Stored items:
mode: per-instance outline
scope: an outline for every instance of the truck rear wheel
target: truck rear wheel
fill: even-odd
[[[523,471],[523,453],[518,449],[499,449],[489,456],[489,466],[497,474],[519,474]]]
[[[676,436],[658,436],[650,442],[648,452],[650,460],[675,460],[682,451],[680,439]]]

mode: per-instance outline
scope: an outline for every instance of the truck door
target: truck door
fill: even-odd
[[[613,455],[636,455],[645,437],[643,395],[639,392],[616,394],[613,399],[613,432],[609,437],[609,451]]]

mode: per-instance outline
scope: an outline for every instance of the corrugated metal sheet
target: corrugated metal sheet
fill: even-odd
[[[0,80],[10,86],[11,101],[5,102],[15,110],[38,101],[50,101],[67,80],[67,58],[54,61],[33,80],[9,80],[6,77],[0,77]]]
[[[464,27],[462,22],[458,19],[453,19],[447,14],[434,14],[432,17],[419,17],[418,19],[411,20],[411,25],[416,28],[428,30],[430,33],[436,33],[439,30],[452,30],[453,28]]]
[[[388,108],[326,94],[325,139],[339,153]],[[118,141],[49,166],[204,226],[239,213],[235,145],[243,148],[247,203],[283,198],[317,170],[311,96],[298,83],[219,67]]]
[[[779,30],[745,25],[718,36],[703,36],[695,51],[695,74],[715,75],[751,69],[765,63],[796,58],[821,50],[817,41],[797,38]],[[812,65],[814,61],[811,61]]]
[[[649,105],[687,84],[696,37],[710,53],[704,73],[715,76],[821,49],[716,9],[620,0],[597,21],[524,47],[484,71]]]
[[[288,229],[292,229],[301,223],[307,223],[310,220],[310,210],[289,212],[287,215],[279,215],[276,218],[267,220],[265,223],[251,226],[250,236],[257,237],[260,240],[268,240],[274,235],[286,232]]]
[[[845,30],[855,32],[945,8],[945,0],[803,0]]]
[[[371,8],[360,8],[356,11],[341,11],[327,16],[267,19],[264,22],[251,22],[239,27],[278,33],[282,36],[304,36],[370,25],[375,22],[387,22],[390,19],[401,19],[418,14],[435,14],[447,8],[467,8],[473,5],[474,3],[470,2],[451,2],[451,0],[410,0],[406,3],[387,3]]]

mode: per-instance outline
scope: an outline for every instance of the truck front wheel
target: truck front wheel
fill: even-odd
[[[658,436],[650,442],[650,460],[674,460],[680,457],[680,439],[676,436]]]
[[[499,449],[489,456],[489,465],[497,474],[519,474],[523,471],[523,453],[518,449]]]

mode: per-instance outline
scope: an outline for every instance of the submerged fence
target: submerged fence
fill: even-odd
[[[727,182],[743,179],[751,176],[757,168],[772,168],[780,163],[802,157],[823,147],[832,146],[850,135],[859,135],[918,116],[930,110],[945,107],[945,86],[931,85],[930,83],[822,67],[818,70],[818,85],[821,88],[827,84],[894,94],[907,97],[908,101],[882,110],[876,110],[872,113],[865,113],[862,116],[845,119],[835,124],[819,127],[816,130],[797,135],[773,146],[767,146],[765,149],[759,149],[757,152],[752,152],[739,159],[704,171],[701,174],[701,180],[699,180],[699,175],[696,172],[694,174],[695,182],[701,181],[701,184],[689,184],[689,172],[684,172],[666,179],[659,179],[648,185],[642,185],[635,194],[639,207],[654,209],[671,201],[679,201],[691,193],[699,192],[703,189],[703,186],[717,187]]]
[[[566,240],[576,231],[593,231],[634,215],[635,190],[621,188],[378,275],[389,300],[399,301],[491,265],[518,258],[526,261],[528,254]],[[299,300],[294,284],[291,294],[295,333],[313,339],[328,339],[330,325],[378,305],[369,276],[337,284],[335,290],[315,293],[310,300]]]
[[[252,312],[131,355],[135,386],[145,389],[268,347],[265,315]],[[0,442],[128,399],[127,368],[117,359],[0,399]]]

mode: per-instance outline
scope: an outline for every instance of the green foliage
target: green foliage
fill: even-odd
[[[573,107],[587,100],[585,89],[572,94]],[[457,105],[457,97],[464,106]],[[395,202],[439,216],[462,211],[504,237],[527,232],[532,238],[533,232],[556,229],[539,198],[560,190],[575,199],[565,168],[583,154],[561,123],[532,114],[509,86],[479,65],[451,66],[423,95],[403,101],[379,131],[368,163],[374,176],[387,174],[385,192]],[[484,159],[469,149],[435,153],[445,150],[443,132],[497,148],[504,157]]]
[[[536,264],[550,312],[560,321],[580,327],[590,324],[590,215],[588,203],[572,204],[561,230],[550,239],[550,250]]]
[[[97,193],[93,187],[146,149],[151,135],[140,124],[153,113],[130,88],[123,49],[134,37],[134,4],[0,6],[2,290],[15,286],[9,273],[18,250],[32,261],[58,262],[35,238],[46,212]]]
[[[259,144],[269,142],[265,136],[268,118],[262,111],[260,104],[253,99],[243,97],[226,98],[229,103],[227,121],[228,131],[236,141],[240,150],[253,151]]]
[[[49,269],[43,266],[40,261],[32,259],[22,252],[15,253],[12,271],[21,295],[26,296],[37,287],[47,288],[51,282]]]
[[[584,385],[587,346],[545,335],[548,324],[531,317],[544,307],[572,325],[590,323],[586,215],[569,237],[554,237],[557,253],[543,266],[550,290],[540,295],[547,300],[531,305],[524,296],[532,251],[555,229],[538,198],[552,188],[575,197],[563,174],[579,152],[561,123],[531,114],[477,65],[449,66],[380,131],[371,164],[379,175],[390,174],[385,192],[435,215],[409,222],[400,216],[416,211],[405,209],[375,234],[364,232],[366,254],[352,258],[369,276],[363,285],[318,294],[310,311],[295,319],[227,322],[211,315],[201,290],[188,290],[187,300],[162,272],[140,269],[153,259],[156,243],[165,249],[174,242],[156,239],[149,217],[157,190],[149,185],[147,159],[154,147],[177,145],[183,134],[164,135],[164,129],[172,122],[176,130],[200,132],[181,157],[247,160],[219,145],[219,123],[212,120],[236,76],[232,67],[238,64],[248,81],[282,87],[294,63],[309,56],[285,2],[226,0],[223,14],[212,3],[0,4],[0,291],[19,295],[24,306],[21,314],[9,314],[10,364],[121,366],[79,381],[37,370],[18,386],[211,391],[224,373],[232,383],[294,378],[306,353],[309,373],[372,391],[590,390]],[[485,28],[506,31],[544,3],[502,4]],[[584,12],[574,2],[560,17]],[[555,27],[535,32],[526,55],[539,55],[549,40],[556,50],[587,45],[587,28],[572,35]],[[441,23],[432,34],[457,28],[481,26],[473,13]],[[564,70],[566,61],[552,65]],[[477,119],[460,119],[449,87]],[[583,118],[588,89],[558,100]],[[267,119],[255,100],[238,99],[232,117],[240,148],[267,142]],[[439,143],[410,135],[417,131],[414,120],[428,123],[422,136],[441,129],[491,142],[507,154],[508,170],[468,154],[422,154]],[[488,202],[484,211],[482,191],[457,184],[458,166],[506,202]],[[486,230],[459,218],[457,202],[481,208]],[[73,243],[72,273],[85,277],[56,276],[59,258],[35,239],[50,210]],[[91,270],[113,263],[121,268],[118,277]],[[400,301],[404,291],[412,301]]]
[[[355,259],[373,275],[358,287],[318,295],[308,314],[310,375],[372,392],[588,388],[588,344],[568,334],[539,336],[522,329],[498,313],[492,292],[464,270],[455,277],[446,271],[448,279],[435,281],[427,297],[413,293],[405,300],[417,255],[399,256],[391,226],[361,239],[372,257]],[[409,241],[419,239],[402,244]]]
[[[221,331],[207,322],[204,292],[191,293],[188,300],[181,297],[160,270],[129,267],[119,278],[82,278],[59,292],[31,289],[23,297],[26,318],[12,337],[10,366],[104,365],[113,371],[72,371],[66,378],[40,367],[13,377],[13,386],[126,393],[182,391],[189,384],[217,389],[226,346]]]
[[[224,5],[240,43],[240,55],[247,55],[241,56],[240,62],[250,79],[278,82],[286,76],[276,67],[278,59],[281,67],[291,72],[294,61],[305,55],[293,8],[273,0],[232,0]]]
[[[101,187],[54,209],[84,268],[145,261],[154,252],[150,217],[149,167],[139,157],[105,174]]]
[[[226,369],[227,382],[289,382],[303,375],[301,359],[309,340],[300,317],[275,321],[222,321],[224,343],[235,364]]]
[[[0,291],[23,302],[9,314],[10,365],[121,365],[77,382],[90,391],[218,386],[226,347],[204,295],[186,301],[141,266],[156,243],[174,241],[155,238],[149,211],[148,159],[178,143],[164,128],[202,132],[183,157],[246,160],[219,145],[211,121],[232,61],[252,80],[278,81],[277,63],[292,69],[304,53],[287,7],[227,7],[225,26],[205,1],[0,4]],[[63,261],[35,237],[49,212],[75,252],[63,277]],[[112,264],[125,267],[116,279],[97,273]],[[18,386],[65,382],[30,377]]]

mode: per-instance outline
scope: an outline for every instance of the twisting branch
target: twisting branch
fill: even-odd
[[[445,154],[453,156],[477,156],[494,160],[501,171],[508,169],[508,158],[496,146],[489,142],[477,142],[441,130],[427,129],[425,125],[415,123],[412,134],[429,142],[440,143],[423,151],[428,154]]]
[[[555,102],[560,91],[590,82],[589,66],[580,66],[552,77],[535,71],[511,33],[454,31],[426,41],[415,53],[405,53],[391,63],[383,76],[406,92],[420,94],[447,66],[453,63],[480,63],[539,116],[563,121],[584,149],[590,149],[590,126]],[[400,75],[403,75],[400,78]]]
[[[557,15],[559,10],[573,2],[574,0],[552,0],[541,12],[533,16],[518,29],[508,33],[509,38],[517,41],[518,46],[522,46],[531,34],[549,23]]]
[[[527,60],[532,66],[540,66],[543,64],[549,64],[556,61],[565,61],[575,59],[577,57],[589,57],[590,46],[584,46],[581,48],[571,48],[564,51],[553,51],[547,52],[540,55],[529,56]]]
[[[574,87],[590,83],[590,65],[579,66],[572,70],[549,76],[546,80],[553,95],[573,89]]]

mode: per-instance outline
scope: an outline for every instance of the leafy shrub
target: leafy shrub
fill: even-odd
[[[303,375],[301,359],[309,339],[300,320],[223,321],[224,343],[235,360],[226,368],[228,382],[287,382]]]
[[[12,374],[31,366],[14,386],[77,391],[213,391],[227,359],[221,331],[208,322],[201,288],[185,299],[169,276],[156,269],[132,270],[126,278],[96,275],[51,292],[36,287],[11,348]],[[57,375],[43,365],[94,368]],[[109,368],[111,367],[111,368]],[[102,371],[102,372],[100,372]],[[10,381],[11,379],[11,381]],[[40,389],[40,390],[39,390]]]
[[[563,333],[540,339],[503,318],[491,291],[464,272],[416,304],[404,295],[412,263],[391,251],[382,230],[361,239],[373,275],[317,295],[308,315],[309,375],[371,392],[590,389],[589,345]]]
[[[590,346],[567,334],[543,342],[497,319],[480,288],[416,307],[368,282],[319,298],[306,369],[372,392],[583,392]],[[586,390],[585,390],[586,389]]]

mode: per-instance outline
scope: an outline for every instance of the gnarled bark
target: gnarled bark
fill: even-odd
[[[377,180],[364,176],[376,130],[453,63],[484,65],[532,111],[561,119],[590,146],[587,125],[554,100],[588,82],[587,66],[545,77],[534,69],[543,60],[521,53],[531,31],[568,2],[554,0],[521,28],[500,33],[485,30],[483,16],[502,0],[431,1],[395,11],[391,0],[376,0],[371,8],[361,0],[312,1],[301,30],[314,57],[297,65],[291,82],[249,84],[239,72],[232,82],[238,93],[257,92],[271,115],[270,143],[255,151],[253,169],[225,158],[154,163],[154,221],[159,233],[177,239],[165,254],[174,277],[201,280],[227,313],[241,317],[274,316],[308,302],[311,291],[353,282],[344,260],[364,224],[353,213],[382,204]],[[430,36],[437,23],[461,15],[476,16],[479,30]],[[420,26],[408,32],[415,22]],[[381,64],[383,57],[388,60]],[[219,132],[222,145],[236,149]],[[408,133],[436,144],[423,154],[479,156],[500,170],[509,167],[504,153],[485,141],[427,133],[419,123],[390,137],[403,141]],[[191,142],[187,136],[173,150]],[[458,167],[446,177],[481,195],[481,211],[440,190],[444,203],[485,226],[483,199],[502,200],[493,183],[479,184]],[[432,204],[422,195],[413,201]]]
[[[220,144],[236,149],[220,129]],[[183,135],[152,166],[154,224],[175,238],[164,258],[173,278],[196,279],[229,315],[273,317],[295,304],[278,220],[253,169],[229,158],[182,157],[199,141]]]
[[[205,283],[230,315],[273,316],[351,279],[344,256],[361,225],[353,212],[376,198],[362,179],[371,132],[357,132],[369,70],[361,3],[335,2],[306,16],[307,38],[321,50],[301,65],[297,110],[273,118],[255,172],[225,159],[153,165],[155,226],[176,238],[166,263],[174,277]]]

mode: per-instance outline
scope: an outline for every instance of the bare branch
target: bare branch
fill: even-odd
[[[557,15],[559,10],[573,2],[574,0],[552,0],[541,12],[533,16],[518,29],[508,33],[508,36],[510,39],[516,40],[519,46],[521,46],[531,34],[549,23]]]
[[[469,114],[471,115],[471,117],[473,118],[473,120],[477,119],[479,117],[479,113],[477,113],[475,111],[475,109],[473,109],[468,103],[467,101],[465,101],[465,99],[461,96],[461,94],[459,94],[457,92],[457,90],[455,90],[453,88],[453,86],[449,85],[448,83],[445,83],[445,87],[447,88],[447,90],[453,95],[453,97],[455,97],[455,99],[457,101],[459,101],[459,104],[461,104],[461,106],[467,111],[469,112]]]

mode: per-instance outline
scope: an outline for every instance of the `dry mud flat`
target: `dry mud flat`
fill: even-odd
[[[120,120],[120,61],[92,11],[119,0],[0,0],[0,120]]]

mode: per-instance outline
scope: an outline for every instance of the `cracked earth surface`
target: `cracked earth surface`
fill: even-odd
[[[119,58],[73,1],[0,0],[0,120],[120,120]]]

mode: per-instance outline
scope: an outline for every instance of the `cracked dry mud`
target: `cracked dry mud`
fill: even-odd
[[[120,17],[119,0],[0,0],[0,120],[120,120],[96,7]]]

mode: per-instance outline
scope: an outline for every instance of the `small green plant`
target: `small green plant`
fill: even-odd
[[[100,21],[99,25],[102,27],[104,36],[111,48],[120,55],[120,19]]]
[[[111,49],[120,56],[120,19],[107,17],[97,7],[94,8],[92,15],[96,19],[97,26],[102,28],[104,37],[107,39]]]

What is needed:
From the entries above, write out only the lines starting at the line that holds "scope: an outline for every instance of the truck front" and ending at the line that holds "target: submerged fence", keeping both and matching them exactly.

Solution below:
scope: an outline for every instance of the truck front wheel
target: truck front wheel
fill: even-odd
[[[658,436],[650,442],[650,460],[674,460],[680,457],[680,439],[676,436]]]
[[[499,449],[489,456],[489,465],[497,474],[519,474],[523,471],[523,453],[518,449]]]

mode: per-instance outline
scope: an outline for every instance of the submerged fence
target: submerged fence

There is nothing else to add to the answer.